Input records:
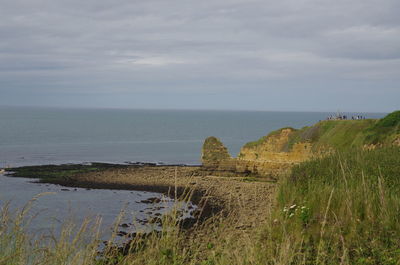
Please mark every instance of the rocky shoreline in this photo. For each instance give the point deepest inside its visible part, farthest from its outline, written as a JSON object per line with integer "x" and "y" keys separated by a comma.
{"x": 221, "y": 196}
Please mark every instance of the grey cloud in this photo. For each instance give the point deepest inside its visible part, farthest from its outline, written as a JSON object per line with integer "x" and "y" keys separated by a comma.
{"x": 127, "y": 46}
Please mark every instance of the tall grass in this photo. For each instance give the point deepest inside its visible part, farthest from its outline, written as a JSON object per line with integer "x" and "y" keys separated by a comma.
{"x": 342, "y": 209}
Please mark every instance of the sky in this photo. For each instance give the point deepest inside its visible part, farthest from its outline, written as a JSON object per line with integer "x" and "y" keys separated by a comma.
{"x": 287, "y": 55}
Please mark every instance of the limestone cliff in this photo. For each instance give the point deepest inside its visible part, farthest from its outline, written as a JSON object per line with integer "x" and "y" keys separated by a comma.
{"x": 278, "y": 151}
{"x": 215, "y": 155}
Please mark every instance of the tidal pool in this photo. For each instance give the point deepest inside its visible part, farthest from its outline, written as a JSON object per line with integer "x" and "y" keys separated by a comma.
{"x": 58, "y": 205}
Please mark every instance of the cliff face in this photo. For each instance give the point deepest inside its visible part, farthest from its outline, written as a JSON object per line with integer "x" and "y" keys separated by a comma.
{"x": 266, "y": 158}
{"x": 269, "y": 156}
{"x": 277, "y": 152}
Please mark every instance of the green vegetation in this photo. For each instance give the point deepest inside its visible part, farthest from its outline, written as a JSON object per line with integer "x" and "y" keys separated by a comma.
{"x": 385, "y": 130}
{"x": 341, "y": 209}
{"x": 342, "y": 134}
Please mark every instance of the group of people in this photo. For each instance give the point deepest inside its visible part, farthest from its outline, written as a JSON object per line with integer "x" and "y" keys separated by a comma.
{"x": 344, "y": 117}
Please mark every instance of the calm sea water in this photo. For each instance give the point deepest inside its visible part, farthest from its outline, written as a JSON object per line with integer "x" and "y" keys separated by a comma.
{"x": 33, "y": 136}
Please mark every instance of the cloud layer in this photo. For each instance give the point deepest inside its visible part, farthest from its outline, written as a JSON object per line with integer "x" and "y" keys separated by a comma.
{"x": 236, "y": 54}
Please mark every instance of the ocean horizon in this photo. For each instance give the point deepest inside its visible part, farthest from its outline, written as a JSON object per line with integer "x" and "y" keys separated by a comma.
{"x": 58, "y": 135}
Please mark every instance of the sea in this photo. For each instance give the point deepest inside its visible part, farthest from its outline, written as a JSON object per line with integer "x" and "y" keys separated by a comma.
{"x": 38, "y": 136}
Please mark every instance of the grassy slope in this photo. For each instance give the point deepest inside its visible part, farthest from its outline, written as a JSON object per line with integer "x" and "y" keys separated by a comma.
{"x": 343, "y": 134}
{"x": 340, "y": 209}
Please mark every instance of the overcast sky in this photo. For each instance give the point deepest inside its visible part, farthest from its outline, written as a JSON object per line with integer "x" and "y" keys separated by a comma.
{"x": 304, "y": 55}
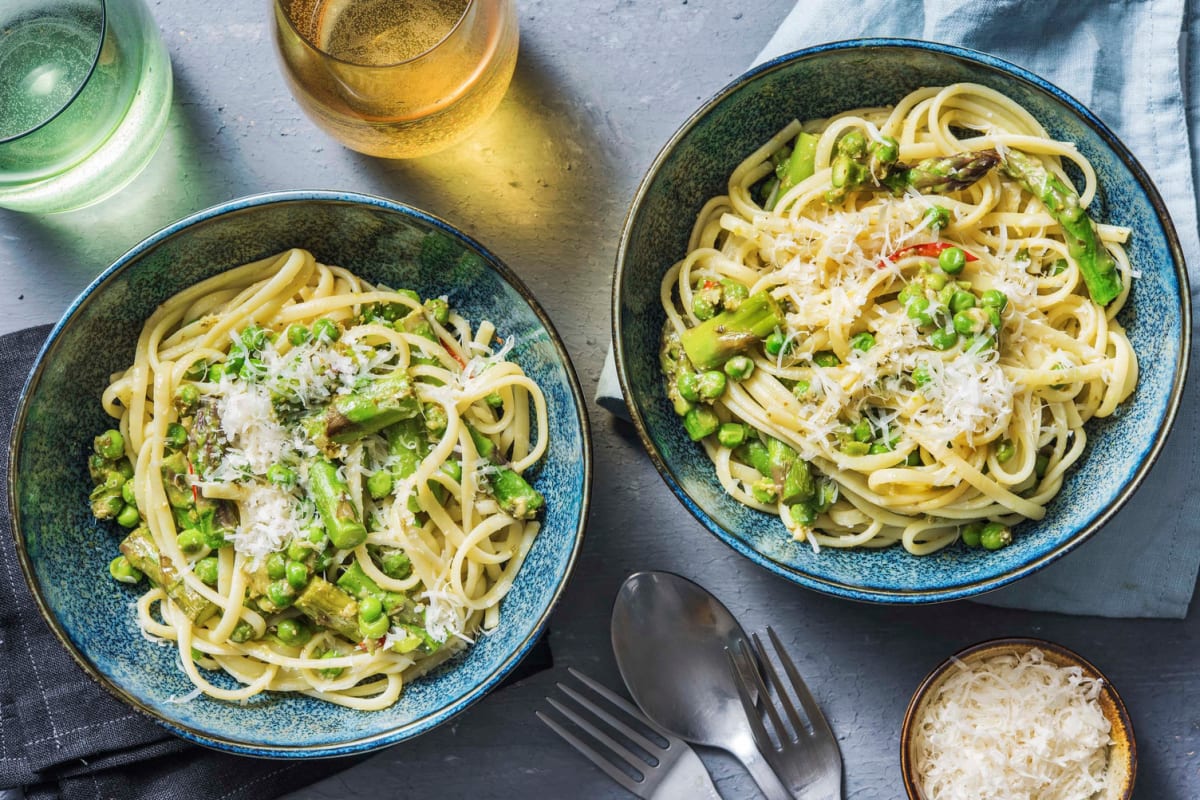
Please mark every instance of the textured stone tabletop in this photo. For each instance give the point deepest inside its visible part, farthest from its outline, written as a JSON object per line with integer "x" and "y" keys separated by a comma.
{"x": 600, "y": 85}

What you are asked to do: Nothing but the lines from the one that holds "Please mark every instance of the ocean" through the end of the data should appear, written out exactly, without pictures.

Your response:
Please mark every instance of the ocean horizon in this photo. For each instance give the point deepest inside its visible part, farthest from its outline, written as a JSON object per line with integer "x" and "y" keys separated by a comma.
{"x": 58, "y": 135}
Please mark every instance of the sea in this photo. For each instance give the point deepest inside its visible part, farthest from its outline, written as a JSON object per line with integer "x" and "y" keys separated by a comma.
{"x": 38, "y": 136}
Please mark every instance of the grassy slope in this photo. For each instance give the point deepest inside its visible part, farthest from its outline, written as a JSON object per line with integer "x" and "y" keys separated by a comma.
{"x": 343, "y": 134}
{"x": 340, "y": 209}
Please mark every instance of the overcast sky in this photo. For each instance give the point deepest inside its visible part, farthest from its outline, written as a JSON object per line with integer "x" and "y" keys separated by a comma.
{"x": 304, "y": 55}
Please mark every instance of the textured stone tabletop in this photo. For each instance give the point deepest inside its visible part, farthest from its outline, written as a JSON object per line with integer "x" and "y" keys separated by a comma.
{"x": 600, "y": 85}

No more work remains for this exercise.